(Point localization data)
· · · ·
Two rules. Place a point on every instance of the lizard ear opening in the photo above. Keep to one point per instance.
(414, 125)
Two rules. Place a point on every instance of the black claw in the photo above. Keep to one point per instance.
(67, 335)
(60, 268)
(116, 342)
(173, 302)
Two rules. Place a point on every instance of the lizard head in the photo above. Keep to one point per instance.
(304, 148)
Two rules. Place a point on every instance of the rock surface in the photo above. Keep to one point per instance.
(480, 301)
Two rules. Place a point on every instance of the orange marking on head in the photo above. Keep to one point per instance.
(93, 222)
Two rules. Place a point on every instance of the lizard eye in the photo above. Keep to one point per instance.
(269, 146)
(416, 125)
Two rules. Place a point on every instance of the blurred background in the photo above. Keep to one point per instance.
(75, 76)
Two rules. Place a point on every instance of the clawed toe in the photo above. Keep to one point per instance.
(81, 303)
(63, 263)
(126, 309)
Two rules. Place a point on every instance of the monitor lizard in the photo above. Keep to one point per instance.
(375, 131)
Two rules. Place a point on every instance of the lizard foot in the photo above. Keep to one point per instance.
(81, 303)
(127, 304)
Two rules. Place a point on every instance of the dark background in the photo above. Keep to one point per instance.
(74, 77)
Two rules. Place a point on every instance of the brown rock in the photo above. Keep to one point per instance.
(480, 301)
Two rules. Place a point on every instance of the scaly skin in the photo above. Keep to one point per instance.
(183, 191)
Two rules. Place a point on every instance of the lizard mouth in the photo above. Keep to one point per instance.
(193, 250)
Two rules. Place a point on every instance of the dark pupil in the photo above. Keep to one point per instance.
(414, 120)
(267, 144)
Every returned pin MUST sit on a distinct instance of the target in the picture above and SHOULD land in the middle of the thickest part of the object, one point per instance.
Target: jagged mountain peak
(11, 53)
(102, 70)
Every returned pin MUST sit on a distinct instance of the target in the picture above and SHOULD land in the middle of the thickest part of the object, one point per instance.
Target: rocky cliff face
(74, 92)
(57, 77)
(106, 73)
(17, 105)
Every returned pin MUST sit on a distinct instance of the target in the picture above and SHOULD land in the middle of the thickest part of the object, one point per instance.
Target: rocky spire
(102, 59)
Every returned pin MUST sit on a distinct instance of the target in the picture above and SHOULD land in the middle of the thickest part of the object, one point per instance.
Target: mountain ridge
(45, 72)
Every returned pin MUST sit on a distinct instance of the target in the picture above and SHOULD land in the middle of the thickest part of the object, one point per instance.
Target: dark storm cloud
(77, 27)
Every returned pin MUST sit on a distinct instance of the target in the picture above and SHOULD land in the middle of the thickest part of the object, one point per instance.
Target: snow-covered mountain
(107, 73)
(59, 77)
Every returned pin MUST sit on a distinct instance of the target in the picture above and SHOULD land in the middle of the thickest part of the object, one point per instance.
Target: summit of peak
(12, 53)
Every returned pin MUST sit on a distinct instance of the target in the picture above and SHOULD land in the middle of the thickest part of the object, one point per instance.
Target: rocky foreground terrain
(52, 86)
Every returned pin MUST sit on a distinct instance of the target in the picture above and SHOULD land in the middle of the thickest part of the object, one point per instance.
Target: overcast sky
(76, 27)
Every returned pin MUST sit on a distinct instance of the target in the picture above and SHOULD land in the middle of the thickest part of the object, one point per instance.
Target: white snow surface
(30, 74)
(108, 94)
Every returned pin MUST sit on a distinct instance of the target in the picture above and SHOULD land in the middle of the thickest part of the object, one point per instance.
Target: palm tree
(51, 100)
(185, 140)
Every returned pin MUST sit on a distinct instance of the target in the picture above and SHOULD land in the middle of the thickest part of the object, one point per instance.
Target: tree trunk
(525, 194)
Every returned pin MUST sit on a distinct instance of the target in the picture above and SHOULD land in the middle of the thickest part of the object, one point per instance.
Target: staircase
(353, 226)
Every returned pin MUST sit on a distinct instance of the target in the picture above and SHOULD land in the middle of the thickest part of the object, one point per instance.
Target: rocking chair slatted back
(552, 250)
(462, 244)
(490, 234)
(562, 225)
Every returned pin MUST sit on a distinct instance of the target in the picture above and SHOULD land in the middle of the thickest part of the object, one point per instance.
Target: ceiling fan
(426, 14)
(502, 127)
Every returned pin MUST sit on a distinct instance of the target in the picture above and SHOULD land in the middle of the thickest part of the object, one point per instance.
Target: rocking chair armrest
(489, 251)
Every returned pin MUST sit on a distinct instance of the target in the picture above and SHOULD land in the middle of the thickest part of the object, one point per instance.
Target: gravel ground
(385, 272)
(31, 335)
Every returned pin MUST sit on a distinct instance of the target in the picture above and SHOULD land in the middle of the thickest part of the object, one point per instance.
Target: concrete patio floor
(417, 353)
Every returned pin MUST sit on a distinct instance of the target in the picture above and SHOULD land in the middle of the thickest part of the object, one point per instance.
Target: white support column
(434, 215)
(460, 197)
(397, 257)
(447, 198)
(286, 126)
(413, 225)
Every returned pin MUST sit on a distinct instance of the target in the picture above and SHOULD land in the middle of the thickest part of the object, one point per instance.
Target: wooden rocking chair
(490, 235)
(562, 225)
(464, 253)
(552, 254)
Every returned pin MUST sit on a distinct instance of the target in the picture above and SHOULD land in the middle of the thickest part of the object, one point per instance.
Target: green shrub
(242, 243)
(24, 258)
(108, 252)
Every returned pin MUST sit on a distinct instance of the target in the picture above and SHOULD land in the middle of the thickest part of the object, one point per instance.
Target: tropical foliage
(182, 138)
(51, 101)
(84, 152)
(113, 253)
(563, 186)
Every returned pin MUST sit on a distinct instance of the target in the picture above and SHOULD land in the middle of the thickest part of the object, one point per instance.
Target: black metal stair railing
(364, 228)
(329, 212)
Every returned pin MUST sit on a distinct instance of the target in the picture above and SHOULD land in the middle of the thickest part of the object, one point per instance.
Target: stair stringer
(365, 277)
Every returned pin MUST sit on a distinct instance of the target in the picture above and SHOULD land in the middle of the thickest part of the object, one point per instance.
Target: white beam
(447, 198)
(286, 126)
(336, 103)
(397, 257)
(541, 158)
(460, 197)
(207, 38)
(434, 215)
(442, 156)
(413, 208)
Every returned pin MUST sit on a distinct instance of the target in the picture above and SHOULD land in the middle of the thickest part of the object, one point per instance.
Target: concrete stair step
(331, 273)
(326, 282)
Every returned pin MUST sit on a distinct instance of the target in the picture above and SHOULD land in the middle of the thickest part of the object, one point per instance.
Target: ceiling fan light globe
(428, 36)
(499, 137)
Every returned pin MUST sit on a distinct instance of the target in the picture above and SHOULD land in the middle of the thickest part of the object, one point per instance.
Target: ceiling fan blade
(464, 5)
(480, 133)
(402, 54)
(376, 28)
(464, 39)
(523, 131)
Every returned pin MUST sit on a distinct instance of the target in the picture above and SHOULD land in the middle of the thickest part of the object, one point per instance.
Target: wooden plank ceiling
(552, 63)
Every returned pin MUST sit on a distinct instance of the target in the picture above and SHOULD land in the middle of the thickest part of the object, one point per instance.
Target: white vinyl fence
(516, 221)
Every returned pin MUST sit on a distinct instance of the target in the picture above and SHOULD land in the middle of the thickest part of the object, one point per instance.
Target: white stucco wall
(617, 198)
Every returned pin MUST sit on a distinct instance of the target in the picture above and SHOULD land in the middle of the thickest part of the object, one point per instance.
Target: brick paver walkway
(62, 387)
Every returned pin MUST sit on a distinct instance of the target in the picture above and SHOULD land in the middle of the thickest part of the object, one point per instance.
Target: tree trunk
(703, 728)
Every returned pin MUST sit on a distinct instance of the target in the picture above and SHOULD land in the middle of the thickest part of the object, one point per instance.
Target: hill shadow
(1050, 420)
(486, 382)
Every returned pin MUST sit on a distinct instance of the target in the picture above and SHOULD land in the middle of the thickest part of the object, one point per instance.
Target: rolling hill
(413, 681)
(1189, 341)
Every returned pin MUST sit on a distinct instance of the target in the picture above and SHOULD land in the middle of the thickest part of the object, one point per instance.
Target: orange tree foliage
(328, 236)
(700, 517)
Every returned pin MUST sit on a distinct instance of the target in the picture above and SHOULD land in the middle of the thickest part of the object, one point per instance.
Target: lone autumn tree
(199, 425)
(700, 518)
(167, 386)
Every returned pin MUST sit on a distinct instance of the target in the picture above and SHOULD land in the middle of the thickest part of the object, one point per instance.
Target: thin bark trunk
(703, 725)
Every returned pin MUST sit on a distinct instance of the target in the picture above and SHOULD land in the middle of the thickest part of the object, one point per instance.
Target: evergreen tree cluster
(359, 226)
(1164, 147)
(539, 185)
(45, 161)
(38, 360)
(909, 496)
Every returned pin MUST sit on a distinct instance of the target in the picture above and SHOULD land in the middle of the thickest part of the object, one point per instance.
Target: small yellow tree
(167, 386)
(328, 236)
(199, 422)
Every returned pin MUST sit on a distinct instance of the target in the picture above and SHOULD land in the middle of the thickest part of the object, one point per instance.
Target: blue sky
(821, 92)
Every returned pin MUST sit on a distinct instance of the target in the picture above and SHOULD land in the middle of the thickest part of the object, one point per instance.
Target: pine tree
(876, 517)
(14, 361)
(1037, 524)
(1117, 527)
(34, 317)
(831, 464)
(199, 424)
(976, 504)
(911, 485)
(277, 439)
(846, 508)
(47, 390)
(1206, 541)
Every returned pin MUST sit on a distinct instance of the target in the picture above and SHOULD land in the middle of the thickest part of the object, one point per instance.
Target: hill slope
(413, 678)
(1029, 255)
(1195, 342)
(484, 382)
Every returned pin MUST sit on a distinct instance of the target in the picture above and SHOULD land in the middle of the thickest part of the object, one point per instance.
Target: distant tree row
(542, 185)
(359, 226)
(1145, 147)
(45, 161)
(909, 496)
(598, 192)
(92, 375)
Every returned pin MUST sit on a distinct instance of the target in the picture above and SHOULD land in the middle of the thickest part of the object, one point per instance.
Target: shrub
· · · ·
▶ Instructions to follow
All lines from the one containing "Target: evergreen tree cluster" to the end of the records, both ends included, should be printed exactly and on their own.

▶ Answer space
Target: evergreen tree cluster
(359, 226)
(1164, 147)
(539, 185)
(45, 161)
(38, 360)
(909, 496)
Every returned pin MUST sit on a distinct instance of the target in the picture above and SHOULD land in the middle of the thickest part of the object, one point per instance.
Target: small yellow tree
(167, 386)
(328, 236)
(199, 422)
Every returned pin MUST sit on a distinct instance of the target in the picture above and SHOULD land in the middle of the thickest part of the object, one point per instance.
Target: blue sky
(821, 92)
Every returned pin MUST sit on a distinct instance of the target in the picture above and SHOULD land in the middle of the thickest part of the object, one point per instance.
Target: pine tree
(876, 517)
(14, 361)
(1037, 524)
(1117, 527)
(34, 317)
(831, 464)
(199, 424)
(976, 504)
(911, 485)
(277, 439)
(846, 508)
(47, 390)
(1206, 541)
Every returned pin MUST sit on a distinct instance of the target in the picture above and SHOULD land in the middle of the thickest part of the object, one point per instance.
Target: hill slope
(413, 678)
(1029, 255)
(1195, 342)
(484, 382)
Every returned pin MUST sit on a distinct instance of the target in the picture above and SHOULD land in the middle of the thickest part of the object, one point per instance.
Target: distant tree row
(542, 185)
(359, 226)
(1145, 147)
(45, 161)
(909, 496)
(598, 192)
(92, 375)
Every returned pin MUST sit on a distinct instance of the target in the picture above and SHOULD land in the middle of the thickest part of the object, one point per instance.
Target: shrub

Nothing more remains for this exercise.